▸ Exercise description
Report every line of the listing that contains the string “curved”, copying each such line in full. Matching is case-sensitive.

▸ Records for the exercise
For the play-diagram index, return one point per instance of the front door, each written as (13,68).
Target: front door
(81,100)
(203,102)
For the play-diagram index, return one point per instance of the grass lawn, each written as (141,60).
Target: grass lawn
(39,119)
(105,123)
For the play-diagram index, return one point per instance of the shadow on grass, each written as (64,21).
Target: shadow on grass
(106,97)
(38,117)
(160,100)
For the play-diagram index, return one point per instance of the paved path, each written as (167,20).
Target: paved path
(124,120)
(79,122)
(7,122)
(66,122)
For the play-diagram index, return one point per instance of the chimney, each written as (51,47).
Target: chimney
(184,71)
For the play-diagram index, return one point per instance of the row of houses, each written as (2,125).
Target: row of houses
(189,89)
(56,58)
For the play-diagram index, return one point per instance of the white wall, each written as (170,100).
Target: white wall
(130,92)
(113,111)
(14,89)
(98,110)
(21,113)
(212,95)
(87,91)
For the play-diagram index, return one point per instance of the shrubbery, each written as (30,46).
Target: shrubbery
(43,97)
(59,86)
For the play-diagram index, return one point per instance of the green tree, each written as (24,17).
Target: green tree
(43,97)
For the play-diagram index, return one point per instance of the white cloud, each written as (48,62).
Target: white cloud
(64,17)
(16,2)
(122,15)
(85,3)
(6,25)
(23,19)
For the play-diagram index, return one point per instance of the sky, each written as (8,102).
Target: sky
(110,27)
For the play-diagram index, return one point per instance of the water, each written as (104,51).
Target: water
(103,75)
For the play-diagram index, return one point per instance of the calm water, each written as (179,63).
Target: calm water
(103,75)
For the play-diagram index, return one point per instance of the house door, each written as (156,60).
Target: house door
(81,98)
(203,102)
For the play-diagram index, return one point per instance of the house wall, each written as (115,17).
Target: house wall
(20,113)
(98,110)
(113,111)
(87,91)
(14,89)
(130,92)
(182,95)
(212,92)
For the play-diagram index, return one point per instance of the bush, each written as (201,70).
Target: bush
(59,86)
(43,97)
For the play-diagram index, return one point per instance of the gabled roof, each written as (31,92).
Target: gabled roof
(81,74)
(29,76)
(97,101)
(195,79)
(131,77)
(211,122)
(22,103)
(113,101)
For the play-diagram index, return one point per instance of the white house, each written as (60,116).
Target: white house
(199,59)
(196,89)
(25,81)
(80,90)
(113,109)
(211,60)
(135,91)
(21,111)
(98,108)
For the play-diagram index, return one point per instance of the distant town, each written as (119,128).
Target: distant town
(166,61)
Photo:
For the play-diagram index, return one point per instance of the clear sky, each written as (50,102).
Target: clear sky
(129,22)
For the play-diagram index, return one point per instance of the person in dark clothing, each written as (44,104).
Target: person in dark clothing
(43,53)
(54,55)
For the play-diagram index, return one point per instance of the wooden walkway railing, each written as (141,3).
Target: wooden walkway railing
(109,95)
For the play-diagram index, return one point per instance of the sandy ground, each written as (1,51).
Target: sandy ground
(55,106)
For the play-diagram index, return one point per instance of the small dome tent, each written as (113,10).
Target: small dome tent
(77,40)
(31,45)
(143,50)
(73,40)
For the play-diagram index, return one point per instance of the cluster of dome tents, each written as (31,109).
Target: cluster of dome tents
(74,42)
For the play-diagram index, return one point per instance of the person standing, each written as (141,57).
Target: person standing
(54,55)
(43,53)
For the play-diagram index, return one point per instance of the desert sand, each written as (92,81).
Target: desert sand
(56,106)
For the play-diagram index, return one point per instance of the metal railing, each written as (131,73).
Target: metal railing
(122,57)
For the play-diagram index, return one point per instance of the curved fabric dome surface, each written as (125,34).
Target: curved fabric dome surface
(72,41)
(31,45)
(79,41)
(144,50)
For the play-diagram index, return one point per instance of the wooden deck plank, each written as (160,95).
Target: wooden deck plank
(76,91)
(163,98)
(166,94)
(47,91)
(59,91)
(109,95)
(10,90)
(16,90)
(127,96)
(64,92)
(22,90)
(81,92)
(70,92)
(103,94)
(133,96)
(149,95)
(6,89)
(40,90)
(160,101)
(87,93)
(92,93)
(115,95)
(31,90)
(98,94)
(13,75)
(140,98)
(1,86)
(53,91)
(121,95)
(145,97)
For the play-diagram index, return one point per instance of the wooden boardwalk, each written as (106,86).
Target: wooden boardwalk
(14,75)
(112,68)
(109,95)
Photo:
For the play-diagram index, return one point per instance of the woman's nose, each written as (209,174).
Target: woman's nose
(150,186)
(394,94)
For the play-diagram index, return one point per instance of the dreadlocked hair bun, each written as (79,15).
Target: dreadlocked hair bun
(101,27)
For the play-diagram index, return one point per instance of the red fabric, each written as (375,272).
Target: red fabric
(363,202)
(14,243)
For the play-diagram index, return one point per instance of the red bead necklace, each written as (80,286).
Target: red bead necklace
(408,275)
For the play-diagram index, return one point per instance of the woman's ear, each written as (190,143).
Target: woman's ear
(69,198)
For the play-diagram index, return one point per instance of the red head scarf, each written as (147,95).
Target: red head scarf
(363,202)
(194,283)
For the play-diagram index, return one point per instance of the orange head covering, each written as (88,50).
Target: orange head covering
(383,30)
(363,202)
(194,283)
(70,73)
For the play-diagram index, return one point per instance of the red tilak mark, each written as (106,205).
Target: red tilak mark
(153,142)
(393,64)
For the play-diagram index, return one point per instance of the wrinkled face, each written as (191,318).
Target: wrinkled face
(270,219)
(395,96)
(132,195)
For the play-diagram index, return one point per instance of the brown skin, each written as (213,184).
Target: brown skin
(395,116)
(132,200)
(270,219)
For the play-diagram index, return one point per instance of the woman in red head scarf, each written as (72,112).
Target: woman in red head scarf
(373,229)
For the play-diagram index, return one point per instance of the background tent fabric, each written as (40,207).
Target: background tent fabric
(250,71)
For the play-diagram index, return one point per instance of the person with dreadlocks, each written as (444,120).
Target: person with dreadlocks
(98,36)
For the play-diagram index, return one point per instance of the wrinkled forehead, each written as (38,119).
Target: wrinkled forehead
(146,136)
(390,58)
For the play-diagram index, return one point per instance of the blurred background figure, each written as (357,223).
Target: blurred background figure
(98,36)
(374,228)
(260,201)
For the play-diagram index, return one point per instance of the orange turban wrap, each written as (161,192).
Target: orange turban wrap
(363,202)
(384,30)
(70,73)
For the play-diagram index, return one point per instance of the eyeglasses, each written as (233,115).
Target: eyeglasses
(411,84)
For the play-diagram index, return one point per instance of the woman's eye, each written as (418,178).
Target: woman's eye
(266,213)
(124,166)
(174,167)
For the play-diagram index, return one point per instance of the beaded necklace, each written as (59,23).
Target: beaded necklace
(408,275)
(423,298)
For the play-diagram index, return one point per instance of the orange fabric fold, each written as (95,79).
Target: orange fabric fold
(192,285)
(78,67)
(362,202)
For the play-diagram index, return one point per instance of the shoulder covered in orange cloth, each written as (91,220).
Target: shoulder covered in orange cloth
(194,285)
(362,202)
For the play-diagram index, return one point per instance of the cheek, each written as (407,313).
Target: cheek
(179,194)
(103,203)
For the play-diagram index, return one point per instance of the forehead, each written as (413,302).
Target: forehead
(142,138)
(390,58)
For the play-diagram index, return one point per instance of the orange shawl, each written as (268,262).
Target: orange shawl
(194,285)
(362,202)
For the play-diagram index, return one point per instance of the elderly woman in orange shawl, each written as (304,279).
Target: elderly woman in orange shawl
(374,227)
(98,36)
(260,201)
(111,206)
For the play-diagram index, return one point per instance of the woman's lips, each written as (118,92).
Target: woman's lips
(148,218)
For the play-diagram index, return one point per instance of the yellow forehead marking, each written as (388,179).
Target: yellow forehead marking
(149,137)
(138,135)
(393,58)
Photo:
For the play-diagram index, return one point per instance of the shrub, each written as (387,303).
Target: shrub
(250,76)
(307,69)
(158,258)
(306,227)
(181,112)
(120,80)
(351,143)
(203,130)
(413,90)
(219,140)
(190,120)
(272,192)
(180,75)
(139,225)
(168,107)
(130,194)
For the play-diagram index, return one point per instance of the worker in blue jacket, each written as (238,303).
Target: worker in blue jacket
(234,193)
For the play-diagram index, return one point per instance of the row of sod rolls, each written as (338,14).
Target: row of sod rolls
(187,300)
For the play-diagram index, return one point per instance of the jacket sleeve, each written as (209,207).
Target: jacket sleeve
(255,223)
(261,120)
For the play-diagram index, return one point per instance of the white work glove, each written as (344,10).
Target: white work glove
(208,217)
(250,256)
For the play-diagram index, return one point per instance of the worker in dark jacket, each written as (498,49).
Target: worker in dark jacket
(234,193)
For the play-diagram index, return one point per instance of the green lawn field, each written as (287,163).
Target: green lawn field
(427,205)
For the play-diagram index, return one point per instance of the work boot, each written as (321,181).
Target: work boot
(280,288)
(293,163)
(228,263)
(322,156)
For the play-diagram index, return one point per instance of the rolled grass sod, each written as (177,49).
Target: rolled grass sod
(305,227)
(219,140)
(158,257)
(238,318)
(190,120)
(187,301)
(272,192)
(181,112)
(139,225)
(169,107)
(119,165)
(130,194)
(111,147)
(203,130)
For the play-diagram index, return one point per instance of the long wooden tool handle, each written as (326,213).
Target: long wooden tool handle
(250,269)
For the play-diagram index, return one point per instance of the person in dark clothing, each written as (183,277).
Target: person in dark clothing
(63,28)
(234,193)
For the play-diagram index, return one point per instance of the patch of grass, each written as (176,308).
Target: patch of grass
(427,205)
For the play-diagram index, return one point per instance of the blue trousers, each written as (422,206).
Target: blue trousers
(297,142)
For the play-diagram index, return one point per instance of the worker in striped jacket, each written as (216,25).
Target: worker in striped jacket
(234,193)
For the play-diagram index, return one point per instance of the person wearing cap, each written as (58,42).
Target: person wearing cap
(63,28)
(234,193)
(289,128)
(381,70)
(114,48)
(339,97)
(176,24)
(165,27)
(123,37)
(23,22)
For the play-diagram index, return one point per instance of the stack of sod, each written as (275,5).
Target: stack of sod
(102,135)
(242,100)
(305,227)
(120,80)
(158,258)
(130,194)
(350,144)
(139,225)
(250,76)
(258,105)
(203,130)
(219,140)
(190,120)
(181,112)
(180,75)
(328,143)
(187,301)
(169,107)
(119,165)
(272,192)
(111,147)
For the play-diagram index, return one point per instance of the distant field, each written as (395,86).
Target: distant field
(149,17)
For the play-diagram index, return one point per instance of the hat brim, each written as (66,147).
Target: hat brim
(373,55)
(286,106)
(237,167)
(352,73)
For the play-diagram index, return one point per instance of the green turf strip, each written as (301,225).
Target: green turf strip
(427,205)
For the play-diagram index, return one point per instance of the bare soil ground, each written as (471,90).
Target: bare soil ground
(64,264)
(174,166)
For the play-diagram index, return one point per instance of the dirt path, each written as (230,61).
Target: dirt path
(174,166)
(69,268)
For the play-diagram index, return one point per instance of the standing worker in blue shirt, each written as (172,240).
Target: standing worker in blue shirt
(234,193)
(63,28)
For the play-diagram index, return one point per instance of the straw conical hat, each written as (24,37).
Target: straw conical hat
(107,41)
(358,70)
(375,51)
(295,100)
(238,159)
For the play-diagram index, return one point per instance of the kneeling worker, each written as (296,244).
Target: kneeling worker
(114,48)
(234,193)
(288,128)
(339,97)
--
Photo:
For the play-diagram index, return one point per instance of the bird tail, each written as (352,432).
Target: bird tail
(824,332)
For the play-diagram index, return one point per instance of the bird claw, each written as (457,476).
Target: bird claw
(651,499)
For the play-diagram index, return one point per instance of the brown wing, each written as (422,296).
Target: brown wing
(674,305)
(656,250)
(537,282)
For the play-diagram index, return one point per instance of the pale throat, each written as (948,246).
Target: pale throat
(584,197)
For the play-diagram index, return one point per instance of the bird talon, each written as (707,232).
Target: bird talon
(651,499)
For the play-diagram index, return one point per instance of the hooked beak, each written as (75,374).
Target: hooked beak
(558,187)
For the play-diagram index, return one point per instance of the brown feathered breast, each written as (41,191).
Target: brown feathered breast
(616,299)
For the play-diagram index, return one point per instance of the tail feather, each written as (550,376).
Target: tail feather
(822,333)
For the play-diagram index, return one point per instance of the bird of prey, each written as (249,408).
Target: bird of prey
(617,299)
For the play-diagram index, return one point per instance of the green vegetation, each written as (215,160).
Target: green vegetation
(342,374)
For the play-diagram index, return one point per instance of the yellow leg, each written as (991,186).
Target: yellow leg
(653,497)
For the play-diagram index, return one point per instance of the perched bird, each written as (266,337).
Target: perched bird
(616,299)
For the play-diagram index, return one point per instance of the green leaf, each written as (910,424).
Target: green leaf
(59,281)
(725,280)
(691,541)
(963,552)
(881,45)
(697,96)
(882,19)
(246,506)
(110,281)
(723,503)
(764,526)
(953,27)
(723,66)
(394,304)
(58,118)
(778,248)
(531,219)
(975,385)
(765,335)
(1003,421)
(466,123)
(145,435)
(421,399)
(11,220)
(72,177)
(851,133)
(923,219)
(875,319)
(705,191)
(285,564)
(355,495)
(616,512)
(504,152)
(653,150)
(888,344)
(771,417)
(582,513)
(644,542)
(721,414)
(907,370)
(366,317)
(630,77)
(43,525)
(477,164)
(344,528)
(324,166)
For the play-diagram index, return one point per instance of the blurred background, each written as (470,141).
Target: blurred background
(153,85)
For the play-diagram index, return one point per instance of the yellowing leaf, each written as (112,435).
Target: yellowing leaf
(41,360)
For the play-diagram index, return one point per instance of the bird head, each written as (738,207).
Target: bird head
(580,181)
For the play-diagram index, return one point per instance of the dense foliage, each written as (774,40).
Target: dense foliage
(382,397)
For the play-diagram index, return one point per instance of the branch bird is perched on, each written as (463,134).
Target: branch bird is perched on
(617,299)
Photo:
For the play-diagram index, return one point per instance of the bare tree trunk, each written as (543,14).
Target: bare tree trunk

▸ Final answer
For the play-diagram index, return one point per instance of the curved fabric dome surface, each written as (125,34).
Target: curved fabric dome surface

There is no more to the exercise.